Tasks for this exercise:
1. In the clinical trials post, set down the text from "I am not sure" to "nontreatment, 2/3 treatment." word for word.
2. Decide whether each statement below agrees with the clinical trials post, answering yes or no and quoting the words that decide it. (a) The ratio of treatment to non-treatment was always set at 50/50. (b) The envelope was opened only after the patient had qualified. (c) In the writer's trial, about one third of cases were non-treatment.
3. According to the clinical trials post, what do the non-treatment cases receive?

*** Opening of Quoted passage ***

UBC is only talking of doing angioplasty surgeries and, with a double-blind study, they will need to fake that part too.
I am not sure why this discussion is developing in this thread, and I am not a clinical trials expert, here is what we did at my last company and what I believe what will need to be done here(I think it is correct that sham surgery where the person in anesthetized and anything invasive is done would be unethical):
1. The patient had to first qualify as fulfilling the requirements of the test, i.e. be the right type of patient;
2. An envelope was selected from a number of randomly generated envelopes set up at the beginning of the trial that said either treatment or non treatment, and opened only after the patient had qualified. The ratio of treatment and non-treatment is set up at the beginning of the trial and isn't necessarily 50/50. In our case it was about 1/3 nontreatment, 2/3 treatment.
3. The treatment cases get the new treatmentl The non-treatment get the standard of care. If there is an established standard of care the patient's will always get that, both treatment and non-treatment, and the test results will compare the recipient's of both vs. just the standard of care. That is why in drug cases they are usually comparing a patient that recieves both A and B with a patient that recieves just A. A is usually the standard of care and the doctor won't treat the patient without providing at least the standard of care.

*** Close of Quoted passage ***
*** Opening of Dataset entries ***

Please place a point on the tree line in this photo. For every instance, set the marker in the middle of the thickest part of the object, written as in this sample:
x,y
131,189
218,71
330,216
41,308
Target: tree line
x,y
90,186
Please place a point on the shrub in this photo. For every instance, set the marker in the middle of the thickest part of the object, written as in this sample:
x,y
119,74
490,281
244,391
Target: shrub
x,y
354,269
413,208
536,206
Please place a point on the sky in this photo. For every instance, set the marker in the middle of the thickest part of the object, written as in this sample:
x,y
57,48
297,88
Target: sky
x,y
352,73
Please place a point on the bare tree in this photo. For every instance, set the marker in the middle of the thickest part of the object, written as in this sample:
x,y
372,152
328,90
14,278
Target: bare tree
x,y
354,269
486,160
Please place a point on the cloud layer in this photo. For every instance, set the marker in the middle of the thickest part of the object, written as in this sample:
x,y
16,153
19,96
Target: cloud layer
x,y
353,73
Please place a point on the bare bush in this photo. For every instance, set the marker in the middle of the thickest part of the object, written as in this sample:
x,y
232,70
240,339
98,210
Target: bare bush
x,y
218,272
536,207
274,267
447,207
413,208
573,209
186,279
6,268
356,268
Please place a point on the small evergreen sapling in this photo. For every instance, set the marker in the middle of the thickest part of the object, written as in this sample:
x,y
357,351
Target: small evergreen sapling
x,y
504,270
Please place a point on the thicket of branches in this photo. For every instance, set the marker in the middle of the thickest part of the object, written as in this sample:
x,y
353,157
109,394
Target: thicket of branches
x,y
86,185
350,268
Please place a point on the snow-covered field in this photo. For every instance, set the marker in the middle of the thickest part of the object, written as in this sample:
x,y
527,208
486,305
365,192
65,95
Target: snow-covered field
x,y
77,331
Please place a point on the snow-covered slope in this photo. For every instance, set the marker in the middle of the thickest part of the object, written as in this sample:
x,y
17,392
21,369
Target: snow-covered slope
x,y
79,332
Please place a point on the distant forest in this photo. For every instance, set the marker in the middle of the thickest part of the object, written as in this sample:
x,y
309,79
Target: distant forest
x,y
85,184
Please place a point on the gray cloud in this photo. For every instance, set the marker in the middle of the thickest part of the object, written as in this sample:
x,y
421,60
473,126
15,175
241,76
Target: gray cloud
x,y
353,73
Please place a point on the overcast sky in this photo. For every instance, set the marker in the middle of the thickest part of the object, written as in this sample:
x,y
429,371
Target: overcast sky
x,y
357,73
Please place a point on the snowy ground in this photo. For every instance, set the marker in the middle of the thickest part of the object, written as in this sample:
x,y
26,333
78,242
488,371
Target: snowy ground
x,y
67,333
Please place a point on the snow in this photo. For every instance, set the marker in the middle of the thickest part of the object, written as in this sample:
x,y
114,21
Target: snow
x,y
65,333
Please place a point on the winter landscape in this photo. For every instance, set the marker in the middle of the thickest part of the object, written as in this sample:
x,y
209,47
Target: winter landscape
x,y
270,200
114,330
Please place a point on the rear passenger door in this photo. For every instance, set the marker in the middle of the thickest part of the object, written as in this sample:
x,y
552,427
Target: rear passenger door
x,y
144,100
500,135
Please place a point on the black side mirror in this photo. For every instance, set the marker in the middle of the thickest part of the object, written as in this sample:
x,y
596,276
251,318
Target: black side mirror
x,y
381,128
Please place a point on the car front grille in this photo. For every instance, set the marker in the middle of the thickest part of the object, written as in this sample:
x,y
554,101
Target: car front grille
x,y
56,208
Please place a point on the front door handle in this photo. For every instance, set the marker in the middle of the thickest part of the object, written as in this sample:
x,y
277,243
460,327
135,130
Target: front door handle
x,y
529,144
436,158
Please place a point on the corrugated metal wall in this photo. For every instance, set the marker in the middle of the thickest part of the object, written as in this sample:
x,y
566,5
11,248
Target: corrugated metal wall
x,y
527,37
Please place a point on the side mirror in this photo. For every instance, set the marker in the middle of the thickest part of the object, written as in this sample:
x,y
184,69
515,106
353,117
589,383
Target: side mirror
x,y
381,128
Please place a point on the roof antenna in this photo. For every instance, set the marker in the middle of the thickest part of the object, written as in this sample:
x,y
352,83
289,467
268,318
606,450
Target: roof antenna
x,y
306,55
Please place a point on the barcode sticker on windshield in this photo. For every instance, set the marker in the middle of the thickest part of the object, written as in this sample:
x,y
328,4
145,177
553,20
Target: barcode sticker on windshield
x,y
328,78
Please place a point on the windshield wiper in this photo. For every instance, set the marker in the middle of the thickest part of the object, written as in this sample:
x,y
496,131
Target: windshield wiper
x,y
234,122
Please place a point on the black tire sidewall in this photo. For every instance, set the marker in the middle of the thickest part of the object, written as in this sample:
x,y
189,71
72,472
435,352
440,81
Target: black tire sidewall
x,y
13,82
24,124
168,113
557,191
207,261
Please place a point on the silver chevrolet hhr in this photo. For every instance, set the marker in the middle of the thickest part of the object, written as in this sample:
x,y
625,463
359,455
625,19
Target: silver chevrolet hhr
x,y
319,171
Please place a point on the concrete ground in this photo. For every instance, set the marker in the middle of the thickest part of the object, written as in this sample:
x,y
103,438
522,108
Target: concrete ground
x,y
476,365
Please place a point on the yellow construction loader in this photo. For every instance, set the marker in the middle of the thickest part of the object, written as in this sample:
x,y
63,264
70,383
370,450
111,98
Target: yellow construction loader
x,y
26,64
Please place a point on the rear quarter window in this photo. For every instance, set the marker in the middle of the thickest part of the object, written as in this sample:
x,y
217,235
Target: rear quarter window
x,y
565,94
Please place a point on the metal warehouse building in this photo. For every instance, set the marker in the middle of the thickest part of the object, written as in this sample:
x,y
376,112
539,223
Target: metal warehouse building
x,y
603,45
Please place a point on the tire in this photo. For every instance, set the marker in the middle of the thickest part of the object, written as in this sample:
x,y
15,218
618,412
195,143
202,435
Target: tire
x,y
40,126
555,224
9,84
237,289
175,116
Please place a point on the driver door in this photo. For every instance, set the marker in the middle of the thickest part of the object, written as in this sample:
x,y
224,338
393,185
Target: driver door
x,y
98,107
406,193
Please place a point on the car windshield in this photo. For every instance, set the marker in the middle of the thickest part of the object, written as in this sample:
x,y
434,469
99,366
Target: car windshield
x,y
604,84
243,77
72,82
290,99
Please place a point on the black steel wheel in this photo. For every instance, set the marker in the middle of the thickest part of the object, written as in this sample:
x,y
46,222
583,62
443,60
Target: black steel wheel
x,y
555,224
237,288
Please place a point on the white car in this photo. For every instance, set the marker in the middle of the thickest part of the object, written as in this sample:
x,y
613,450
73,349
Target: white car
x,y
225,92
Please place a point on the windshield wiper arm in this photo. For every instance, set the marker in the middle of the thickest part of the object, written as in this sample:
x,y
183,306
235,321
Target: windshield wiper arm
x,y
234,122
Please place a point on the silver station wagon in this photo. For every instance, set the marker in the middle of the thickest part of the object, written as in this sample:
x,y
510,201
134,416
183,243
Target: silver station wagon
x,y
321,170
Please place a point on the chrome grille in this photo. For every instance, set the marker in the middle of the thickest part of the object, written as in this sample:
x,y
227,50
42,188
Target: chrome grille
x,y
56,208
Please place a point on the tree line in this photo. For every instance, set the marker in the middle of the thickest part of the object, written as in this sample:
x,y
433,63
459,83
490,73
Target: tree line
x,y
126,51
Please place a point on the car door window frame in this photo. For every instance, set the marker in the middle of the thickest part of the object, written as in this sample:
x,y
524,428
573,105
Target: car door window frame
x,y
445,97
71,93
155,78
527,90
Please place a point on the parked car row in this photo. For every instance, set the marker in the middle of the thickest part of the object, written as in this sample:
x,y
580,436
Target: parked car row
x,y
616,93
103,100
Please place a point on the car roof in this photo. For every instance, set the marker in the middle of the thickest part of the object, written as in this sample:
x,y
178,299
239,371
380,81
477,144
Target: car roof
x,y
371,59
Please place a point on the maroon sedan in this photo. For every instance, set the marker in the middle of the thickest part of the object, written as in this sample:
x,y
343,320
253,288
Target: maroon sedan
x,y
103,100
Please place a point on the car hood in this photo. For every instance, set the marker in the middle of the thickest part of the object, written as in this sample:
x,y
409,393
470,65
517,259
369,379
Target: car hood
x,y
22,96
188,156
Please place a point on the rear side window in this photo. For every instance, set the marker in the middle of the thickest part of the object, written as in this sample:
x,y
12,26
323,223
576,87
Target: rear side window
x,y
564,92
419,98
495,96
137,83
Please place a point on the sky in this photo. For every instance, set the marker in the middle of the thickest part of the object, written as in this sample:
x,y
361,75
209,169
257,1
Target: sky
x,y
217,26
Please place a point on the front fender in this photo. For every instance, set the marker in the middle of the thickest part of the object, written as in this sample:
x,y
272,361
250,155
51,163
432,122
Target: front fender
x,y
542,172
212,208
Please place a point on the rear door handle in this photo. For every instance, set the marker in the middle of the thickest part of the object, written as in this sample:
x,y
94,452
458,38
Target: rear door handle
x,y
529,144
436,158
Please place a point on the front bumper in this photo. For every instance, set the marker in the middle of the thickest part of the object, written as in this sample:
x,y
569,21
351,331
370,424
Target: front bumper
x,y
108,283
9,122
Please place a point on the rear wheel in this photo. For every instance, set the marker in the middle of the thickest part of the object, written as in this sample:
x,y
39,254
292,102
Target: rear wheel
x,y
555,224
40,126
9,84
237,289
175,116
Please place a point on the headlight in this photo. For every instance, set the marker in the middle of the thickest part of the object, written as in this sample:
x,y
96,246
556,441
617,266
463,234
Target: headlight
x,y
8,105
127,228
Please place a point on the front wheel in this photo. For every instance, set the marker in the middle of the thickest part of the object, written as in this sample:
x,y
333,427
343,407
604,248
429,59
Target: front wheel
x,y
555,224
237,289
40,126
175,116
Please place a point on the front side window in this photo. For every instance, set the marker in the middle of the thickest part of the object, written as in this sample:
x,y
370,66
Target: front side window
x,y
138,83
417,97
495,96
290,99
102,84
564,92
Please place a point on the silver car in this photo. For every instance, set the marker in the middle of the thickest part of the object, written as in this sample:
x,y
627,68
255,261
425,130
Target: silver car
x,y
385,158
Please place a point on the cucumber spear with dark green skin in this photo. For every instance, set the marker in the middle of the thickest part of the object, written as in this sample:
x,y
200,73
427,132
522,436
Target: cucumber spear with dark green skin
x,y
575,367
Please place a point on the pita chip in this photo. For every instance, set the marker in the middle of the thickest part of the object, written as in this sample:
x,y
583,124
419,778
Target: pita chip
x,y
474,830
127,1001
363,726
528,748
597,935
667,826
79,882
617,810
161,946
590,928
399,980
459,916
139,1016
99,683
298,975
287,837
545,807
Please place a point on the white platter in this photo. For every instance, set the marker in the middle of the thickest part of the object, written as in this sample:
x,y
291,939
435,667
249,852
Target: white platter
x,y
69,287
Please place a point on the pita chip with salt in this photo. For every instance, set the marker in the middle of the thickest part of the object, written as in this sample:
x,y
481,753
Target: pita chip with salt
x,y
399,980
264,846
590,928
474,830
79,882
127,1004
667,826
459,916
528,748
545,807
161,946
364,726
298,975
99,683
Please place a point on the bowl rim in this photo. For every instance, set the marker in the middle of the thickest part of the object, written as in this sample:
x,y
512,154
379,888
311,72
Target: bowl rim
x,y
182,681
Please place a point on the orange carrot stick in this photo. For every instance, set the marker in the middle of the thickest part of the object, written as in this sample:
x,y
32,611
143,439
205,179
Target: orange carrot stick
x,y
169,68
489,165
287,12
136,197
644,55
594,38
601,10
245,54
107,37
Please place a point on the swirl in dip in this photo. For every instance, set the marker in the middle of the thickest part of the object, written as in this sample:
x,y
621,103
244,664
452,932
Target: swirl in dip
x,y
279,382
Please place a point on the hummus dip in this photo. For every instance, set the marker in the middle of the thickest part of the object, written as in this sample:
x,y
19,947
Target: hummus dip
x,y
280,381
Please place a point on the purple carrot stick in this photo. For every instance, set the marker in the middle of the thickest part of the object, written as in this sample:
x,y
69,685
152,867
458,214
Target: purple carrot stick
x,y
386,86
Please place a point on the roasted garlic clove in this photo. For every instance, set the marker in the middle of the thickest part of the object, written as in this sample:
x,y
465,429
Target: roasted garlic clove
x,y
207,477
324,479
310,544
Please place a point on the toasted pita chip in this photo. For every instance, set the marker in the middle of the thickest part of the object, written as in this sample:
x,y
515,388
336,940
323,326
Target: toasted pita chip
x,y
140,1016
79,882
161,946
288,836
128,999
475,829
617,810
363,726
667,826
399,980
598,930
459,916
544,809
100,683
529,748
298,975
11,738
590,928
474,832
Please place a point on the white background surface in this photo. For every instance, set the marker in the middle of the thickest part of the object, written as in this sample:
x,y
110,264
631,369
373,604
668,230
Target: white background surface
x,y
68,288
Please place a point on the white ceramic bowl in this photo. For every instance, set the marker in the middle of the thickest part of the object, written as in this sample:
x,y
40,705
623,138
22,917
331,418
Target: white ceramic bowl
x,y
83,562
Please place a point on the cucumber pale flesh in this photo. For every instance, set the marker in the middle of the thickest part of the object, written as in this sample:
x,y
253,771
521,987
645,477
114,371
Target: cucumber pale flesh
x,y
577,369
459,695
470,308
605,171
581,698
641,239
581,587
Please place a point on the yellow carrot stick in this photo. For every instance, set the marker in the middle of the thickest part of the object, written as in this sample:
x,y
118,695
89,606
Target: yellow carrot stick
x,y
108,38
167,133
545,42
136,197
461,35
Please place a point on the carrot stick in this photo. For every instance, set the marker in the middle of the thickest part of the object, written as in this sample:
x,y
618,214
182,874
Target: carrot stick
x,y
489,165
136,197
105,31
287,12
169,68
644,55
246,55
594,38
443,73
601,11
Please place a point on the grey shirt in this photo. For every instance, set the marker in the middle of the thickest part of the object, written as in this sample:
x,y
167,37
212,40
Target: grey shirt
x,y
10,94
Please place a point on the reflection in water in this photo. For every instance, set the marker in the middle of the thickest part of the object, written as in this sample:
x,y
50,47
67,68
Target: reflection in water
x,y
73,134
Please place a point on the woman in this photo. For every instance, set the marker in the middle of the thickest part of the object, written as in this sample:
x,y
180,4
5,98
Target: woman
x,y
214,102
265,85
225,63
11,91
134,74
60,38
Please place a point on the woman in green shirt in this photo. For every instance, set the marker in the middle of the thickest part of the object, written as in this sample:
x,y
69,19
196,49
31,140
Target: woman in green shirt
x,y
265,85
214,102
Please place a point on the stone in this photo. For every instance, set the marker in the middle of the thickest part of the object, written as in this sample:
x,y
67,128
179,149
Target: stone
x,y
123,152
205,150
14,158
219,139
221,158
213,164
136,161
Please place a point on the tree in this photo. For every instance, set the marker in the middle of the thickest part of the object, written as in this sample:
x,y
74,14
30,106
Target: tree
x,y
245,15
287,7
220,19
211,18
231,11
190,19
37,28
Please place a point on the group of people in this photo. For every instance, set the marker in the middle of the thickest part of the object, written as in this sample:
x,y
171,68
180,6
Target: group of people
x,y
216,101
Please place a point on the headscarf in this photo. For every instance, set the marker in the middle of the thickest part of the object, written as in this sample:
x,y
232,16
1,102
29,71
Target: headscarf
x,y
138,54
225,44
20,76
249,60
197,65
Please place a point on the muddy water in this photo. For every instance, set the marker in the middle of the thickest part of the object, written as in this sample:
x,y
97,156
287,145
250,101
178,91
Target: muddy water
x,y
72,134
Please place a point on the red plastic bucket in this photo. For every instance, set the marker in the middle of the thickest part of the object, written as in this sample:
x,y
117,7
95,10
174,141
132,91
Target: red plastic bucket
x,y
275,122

*** Close of Dataset entries ***

Results for the exercise:
1.
I am not sure why this discussion is developing in this thread, and I am not a clinical trials expert, here is what we did at my last company and what I believe what will need to be done here(I think it is correct that sham surgery where the person in anesthetized and anything invasive is done would be unethical):
1. The patient had to first qualify as fulfilling the requirements of the test, i.e. be the right type of patient;
2. An envelope was selected from a number of randomly generated envelopes set up at the beginning of the trial that said either treatment or non treatment, and opened only after the patient had qualified. The ratio of treatment and non-treatment is set up at the beginning of the trial and isn't necessarily 50/50. In our case it was about 1/3 nontreatment, 2/3 treatment.

2.
(a) No: "The ratio of treatment and non-treatment is set up at the beginning of the trial and isn't necessarily 50/50."
(b) Yes: "opened only after the patient had qualified"
(c) Yes: "In our case it was about 1/3 nontreatment, 2/3 treatment."

3. The standard of care.